TASK OBJECTIVE:
Below is a listing. Write out exactly its lines between the one holding "Point out the red roof in this photo." and the one holding "Point out the concrete step in this photo.", inclusive.
[Start of section]
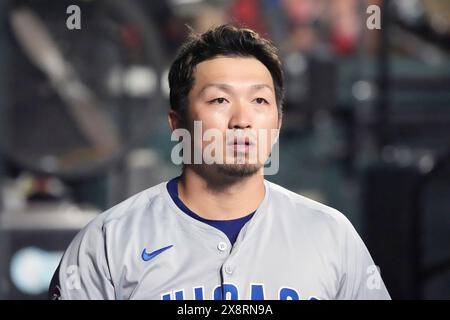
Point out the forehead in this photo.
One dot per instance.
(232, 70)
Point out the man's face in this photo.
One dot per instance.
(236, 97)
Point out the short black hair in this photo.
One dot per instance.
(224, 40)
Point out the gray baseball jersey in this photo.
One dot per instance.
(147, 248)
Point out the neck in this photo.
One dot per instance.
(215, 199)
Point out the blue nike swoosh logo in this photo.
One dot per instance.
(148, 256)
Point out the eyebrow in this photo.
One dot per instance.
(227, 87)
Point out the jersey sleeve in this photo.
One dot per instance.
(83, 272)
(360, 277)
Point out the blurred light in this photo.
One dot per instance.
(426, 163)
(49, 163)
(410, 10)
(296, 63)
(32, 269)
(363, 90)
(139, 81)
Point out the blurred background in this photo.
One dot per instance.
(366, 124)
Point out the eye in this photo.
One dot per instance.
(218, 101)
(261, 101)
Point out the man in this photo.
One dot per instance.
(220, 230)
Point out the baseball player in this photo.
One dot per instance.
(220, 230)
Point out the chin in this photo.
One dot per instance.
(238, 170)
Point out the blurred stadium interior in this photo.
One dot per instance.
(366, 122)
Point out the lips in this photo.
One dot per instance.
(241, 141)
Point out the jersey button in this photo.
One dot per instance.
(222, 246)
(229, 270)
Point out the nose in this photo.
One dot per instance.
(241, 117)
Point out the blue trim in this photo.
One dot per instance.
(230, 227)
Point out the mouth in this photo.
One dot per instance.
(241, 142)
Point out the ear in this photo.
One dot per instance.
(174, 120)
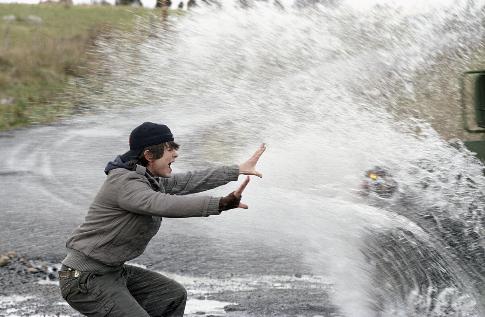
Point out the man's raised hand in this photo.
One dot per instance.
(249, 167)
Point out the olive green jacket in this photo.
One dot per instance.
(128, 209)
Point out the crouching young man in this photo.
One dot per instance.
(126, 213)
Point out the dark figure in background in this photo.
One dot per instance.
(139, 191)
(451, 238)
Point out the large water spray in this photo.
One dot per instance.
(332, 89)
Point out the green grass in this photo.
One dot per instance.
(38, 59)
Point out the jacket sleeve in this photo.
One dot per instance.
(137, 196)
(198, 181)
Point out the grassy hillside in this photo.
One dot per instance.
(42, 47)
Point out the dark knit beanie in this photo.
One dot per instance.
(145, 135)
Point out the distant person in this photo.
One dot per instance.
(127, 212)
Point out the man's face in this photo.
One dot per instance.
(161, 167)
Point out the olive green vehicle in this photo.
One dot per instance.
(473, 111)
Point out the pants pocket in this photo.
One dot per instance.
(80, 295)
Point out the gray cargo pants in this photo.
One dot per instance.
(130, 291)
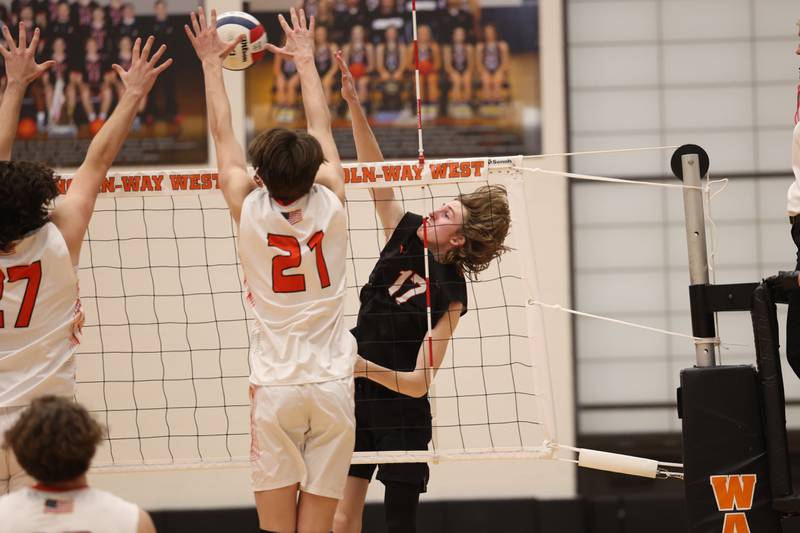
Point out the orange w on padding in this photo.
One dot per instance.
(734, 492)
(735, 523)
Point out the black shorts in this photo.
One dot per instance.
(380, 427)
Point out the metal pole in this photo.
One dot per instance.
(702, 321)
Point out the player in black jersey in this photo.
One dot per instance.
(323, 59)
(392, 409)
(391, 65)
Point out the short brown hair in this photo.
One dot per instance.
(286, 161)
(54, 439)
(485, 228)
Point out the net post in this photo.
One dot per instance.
[End of section]
[Start of section]
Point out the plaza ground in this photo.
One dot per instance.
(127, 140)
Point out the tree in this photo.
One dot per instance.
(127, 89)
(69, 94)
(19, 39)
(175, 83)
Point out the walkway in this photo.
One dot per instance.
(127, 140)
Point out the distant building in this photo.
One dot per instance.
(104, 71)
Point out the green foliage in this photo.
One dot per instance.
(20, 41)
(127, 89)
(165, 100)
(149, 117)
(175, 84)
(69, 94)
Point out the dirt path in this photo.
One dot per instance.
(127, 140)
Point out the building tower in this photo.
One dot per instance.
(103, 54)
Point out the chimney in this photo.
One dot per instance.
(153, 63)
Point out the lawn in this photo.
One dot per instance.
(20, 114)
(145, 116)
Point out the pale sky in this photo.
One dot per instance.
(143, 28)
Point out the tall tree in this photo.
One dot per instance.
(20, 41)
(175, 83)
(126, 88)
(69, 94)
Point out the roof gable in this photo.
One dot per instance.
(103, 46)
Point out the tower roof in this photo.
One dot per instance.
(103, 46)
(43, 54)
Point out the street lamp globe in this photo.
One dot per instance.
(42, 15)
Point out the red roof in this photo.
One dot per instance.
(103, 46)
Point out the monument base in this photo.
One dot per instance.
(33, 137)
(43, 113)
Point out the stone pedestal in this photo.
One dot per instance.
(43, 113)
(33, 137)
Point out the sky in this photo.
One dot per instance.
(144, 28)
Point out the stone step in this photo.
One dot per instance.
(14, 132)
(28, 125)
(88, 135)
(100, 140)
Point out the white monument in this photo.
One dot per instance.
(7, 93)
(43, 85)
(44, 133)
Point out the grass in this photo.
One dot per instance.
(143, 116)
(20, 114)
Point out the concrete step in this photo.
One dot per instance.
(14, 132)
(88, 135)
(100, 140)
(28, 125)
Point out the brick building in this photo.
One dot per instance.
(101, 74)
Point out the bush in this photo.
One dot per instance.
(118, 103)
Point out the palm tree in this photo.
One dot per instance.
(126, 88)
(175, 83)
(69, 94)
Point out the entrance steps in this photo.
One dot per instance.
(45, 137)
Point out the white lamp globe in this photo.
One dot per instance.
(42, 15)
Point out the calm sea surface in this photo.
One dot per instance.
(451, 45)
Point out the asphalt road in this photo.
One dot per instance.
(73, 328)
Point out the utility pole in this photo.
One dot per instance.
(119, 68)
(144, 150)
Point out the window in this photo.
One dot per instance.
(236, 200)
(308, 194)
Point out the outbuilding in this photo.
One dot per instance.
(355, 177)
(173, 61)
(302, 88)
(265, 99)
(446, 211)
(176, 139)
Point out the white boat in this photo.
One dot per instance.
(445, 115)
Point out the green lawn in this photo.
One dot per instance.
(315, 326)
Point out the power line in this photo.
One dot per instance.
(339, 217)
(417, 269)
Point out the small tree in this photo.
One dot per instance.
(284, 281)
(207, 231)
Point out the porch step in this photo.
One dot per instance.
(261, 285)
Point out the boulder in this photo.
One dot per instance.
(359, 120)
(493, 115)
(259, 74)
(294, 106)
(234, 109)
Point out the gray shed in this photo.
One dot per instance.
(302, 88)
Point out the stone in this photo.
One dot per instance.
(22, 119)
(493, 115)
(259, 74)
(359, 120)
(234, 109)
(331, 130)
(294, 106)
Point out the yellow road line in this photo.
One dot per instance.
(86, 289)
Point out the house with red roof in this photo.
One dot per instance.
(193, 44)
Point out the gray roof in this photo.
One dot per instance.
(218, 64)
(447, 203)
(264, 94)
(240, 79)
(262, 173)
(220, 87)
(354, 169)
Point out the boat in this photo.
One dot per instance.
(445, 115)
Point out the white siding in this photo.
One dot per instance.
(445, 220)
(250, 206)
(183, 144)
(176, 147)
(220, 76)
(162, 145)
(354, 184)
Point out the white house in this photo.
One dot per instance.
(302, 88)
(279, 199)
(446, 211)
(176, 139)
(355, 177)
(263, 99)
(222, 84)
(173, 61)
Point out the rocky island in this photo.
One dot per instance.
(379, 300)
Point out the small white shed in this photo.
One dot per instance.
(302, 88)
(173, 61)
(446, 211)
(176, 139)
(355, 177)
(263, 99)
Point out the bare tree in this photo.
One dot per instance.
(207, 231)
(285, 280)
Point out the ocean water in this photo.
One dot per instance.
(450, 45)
[End of section]
WRITTEN SOLUTION:
Point out the red roof in this photo.
One dot per instance.
(103, 46)
Point out the monument base in this photo.
One dot per instance.
(33, 137)
(43, 113)
Point out the stone pedestal in this photo.
One dot per instance.
(43, 113)
(33, 137)
Point out the sky in this photo.
One dot per instance.
(144, 28)
Point out the stone step in this photo.
One dot per instance.
(14, 132)
(28, 125)
(88, 135)
(100, 140)
Point out the white monument in this photo.
One dot per instance.
(7, 93)
(43, 85)
(44, 133)
Point out the grass in this photo.
One dot per instance.
(143, 116)
(20, 114)
Point out the concrete step in this photo.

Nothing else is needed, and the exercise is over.